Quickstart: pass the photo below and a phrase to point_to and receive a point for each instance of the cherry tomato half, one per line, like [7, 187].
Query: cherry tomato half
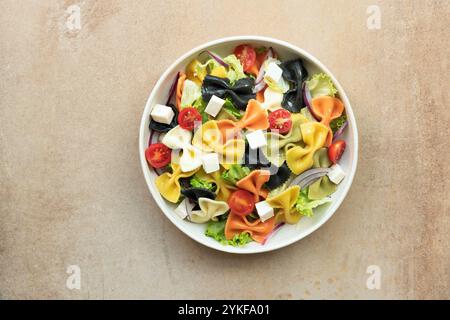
[247, 55]
[280, 120]
[158, 155]
[187, 118]
[336, 150]
[241, 202]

________________

▶ EXERCISE OBJECTIVE:
Word-for-word transcription: the whole listing, with images excluded.

▶ EXERCISE ANSWER:
Quickstart: pass the photo below and a phrase to point_to and receive a point for each instance of the cherry tomato half, one per line, like [7, 187].
Query: cherry tomato half
[247, 55]
[280, 120]
[158, 155]
[187, 118]
[336, 150]
[241, 202]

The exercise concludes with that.